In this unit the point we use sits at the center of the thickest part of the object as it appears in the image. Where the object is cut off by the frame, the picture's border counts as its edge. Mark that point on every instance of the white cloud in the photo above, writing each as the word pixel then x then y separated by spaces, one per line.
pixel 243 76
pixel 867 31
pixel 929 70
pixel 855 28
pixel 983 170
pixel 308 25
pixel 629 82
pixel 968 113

Task: Can you copy all of the entries above line for line, leaving every character unchanged?

Solution to this exercise:
In this unit the point we use sits at the center of the thickest part of the object as it appears in the image. Where the object is cut off by the frame, the picture's border counts as its edge. Mark that point on every instance of the white cloud in the photo above, writing each as the word pixel then x then y separated by spaces, one per line.
pixel 243 76
pixel 867 31
pixel 929 70
pixel 855 28
pixel 983 170
pixel 308 25
pixel 629 82
pixel 968 113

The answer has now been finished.